第210号 2017.1.31発行
「小林よしのりライジング」
『ゴーマニズム宣言』『おぼっちゃまくん』『東大一直線』の漫画家・小林よしのりが、Webマガジンを通して新たな表現に挑戦します。
毎週、気になった時事問題を取り上げる「ゴーマニズム宣言」、『おぼっちゃまくん』の一場面にセリフを入れて一コマ漫画を完成してもらう読者参加の爆笑企画「しゃべらせてクリ!」、著名なる言論人の方々が出版なさった、きちんとした書籍を読みましょう!「御意見拝聴・よいしょでいこう!」、読者との「Q&Aコーナー」、作家・泉美木蘭さんが見舞われたヘンテコな経験を疑似体験!?小説「わたくしの人たち」、漫画家キャリア30年以上で描いてきた膨大な作品群を一作品ごと紹介する「よしりん漫画宝庫」等々、盛り沢山でお送りします。(毎週火曜日発行)
【今週のお知らせ】
※「ゴーマニズム宣言」…トランプは多国籍企業を「自国ファースト」ではないと批判し、保護貿易主義こそが「アメリカファースト」だと主張している。何となくトランプが急に「アメリカファースト」を言い始めたかのようなイメージがあるが、本当はアメリカはいつだって「アメリカファースト」であり、そもそも「グローバリズム」も「アメリカファースト」の戦略である。日本人は、未だにグローバリズムを理解せず、世界中がみな平等に栄えることができると妄信している。いつになったら、お花畑の思い込みから脱するのだ!?

**収集資料**
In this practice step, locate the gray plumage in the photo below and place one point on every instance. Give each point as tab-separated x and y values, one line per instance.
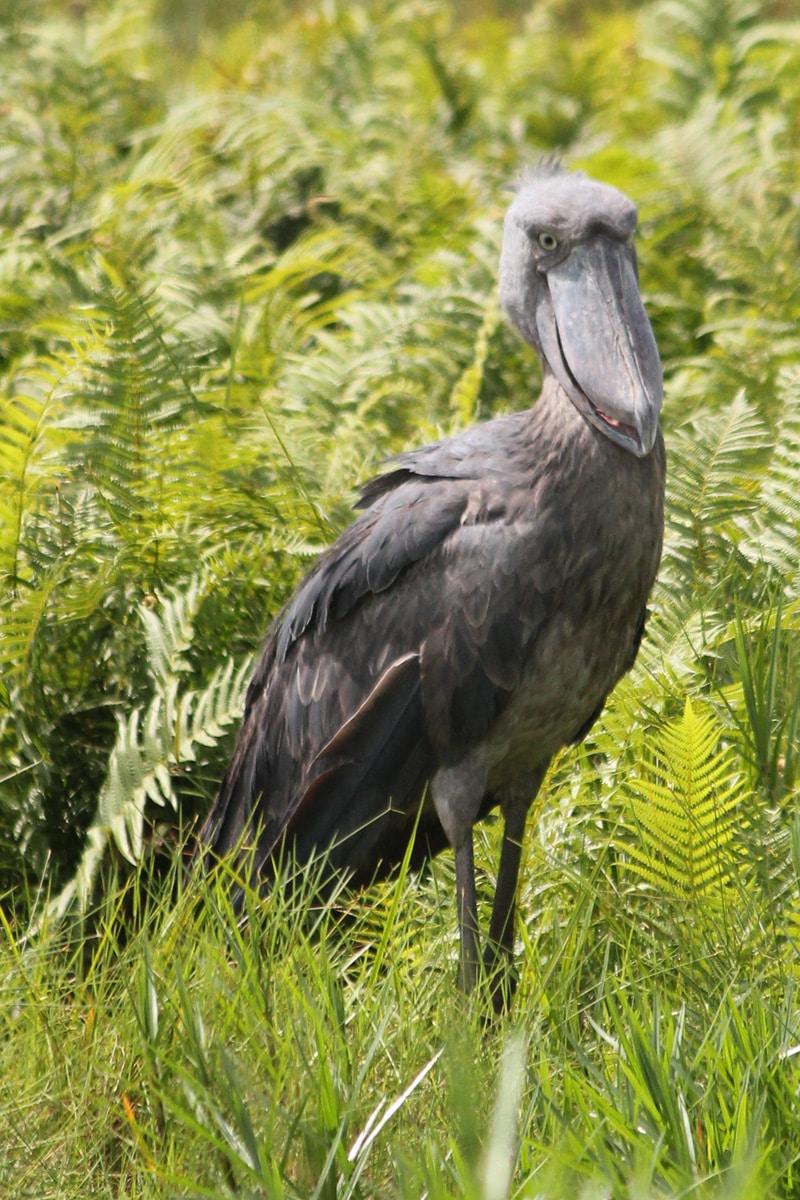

**必須課題 1**
「小林よしのりライジング」の紹介文のうち、「毎週、気になった時事問題を取」から「の思い込みから脱するのだ!?」までを、終わりの語句も含めて一字一句そのまま書き写してください。
**必須課題 2**
次の(a)〜(c)が「小林よしのりライジング」の紹介文の内容と合うかどうか、それぞれ「はい」か「いいえ」で答え、判断の決め手となる本文の語句をそのまま引用してください。(a) このWebマガジンは毎週火曜日に発行される。(b) 「しゃべらせてクリ!」は『東大一直線』の一場面にセリフを入れる企画である。(c) 今週の「ゴーマニズム宣言」は、グローバリズムを「アメリカファースト」の戦略だとしている。
**必須課題 3**
「小林よしのりライジング」の紹介文の最後の文に続けて、その先の文章を書いてください。

**解答 1**
毎週、気になった時事問題を取り上げる「ゴーマニズム宣言」、『おぼっちゃまくん』の一場面にセリフを入れて一コマ漫画を完成してもらう読者参加の爆笑企画「しゃべらせてクリ!」、著名なる言論人の方々が出版なさった、きちんとした書籍を読みましょう!「御意見拝聴・よいしょでいこう!」、読者との「Q&Aコーナー」、作家・泉美木蘭さんが見舞われたヘンテコな経験を疑似体験!?小説「わたくしの人たち」、漫画家キャリア30年以上で描いてきた膨大な作品群を一作品ごと紹介する「よしりん漫画宝庫」等々、盛り沢山でお送りします。(毎週火曜日発行)
【今週のお知らせ】
※「ゴーマニズム宣言」…トランプは多国籍企業を「自国ファースト」ではないと批判し、保護貿易主義こそが「アメリカファースト」だと主張している。何となくトランプが急に「アメリカファースト」を言い始めたかのようなイメージがあるが、本当はアメリカはいつだって「アメリカファースト」であり、そもそも「グローバリズム」も「アメリカファースト」の戦略である。日本人は、未だにグローバリズムを理解せず、世界中がみな平等に栄えることができると妄信している。いつになったら、お花畑の思い込みから脱するのだ!?

**解答 2**
(a) はい。『(毎週火曜日発行)』
(b) いいえ。『『おぼっちゃまくん』の一場面にセリフを入れて一コマ漫画を完成してもらう』
(c) はい。『そもそも「グローバリズム」も「アメリカファースト」の戦略である』

**解答 3**
※小説「わたくしの人たち」…どんな貧困状態も、恥も外聞も捨ててあらゆる手段で乗り越えてきた3人の子供を持つシングルマザー・宅間志井子。彼女のアドバイスにより、沙智子は古代中国皇帝の運命哲学・四柱推命を使う占い師に…!!薄井沙智子あらため大森沙智子先生の元には、連日、相談依頼が寄せられるが!?
※おぼっちゃまくん』の一場面にセリフを入れて、一コマ漫画を完成してもらう読者参加の爆笑企画「しゃべらせてくり!」。「ニュース・チャマ」の時間でしゅ!キャスター・ぽっくんとコメンテーター・貧ぼっちゃまのコンビぶぁい!何やら不穏な出来事が起きている様子でしゅが、さぁしゃべらせてクリ!
【今週の目次】
1. ゴーマニズム宣言・第210回「『自国第一』は当たり前、グローバリズムもアメリカ第一だった」
2. しゃべらせてクリ!・第168回「ぽっくんと貧ぼっちゃまのニュースショーぶぁ~い!の巻〈後編〉」
3. 泉美木蘭の小説「わたくしの人たち」・第13話「お話相手サービス《愚痴聞き館》」
4. Q&Aコーナー
5. 新刊案内&メディア情報(連載、インタビューなど)
6. 読者から寄せられた感想・ご要望など
7. 編集後記
第210回「『自国第一』は当たり前、グローバリズムもアメリカ第一だった」 アパホテルが客室に南京大虐殺を否定する本を置いているということで騒ぎになり、中国政府は自国内の旅行業者に、アパホテルの利用中止や広告の撤去を要求、観光客にも利用しないよう呼びかけた。
その本は、ホテルを運営するアパグループの代表・元谷外志雄がペンネームで書いた社会時評エッセイ集で、南京大虐殺を否定する論拠は、わしが『戦争論』で挙げた論拠と同じものが多い。
だが一方で、同書は支那事変の拡大要因となった様々な事件を全て「コミンテルン(ソビエト共産党の国際組織)の陰謀」としている。
ただし、わしは「コミンテルン陰謀説」を採ってないから、この点は強調しておく。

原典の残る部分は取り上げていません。